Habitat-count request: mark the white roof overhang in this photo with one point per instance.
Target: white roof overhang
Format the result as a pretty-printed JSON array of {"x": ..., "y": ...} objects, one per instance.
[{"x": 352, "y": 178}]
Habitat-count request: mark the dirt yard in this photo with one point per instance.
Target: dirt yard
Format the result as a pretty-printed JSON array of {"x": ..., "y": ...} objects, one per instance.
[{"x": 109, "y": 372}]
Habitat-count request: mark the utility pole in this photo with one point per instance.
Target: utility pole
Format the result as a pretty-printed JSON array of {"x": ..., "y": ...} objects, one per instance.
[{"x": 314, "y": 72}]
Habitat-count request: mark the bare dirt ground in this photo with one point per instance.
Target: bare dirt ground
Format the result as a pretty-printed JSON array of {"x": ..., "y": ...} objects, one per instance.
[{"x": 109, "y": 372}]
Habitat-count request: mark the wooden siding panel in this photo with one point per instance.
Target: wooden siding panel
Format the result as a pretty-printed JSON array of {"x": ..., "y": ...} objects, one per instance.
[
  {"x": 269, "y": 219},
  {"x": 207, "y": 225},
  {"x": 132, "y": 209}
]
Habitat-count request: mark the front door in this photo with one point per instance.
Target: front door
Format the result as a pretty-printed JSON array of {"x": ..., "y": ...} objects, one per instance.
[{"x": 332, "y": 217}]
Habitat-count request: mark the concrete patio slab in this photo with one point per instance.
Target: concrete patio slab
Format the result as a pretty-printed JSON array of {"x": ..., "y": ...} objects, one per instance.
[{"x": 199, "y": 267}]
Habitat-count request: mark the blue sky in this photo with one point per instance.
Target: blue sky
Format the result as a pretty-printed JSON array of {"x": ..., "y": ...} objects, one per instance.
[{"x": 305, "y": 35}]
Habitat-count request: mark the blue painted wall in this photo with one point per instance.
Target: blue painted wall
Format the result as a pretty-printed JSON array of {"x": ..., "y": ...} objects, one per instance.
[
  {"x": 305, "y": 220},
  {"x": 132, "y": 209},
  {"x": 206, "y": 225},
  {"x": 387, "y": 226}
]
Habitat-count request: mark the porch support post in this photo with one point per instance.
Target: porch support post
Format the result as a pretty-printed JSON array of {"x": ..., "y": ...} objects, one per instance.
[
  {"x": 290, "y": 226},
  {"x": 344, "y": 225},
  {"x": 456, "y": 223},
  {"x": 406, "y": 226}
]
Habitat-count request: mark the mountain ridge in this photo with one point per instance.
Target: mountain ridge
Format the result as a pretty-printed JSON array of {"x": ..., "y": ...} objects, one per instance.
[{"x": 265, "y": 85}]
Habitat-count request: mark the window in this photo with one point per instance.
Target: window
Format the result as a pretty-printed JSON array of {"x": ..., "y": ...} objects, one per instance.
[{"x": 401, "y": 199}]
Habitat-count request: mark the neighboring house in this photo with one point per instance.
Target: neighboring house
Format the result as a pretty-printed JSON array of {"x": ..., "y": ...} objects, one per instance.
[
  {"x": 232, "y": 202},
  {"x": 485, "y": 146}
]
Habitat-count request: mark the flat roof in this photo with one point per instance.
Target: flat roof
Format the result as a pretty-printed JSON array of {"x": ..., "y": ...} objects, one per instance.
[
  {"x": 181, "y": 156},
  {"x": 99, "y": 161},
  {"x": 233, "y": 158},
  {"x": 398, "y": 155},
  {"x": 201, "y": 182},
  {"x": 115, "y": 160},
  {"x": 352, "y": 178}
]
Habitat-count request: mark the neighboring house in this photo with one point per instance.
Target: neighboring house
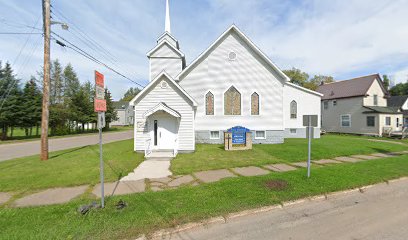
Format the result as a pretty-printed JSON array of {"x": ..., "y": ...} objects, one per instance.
[
  {"x": 125, "y": 114},
  {"x": 359, "y": 106},
  {"x": 400, "y": 102},
  {"x": 232, "y": 83}
]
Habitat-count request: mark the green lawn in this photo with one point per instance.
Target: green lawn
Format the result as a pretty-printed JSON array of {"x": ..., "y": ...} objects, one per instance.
[
  {"x": 209, "y": 156},
  {"x": 151, "y": 211},
  {"x": 68, "y": 167}
]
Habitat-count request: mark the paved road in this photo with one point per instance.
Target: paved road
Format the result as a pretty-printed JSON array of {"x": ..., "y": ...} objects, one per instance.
[
  {"x": 378, "y": 213},
  {"x": 15, "y": 150}
]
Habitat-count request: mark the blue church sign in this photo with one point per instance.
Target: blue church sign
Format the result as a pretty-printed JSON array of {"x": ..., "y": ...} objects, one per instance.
[{"x": 238, "y": 134}]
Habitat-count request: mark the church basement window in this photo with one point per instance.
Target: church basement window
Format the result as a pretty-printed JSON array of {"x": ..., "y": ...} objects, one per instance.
[{"x": 232, "y": 102}]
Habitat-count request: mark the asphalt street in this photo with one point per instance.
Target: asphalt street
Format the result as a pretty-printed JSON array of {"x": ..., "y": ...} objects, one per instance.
[
  {"x": 378, "y": 213},
  {"x": 23, "y": 149}
]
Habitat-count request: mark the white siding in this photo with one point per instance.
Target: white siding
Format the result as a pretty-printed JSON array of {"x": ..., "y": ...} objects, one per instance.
[
  {"x": 307, "y": 104},
  {"x": 248, "y": 74},
  {"x": 172, "y": 97},
  {"x": 375, "y": 89},
  {"x": 165, "y": 59}
]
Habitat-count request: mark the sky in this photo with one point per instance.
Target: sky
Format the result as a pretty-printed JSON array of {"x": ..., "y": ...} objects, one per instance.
[{"x": 343, "y": 39}]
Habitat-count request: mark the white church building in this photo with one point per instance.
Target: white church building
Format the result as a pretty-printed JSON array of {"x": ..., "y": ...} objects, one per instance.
[{"x": 232, "y": 83}]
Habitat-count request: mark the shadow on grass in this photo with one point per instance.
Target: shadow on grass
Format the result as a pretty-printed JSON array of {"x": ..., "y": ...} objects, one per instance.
[{"x": 66, "y": 152}]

★ ★ ★ ★ ★

With both ends included, please retype exactly the lines from the line containing "Habitat-count request: mark the white siding" to the final line of the data.

Habitat-count request: mark the white siding in this photo with one point per instance.
Target: white siding
Format the result as a pretty-printed JSON array of {"x": ..., "y": ...} objects, one per instance.
[
  {"x": 307, "y": 104},
  {"x": 248, "y": 74},
  {"x": 172, "y": 97},
  {"x": 375, "y": 89},
  {"x": 165, "y": 59}
]
Habitat-count request: mark the sky in this photo with one point per instance.
Target: sky
Format the result as a pretty-printed JSON array of {"x": ..., "y": ...} objects, one per instance.
[{"x": 343, "y": 39}]
Habitat-count request: mark the white church building in this photo with one point per instance.
Target: white church building
Format the result as a pretty-printed JSON array of {"x": ..., "y": ...} objects, one per instance.
[{"x": 232, "y": 83}]
Habitat-count request: mark the shadow on grass in this photo with one point per instance.
Target: shadow on grass
Format the result as a pretty-printed JSON array of {"x": ..., "y": ...} objects, one per instance.
[{"x": 66, "y": 152}]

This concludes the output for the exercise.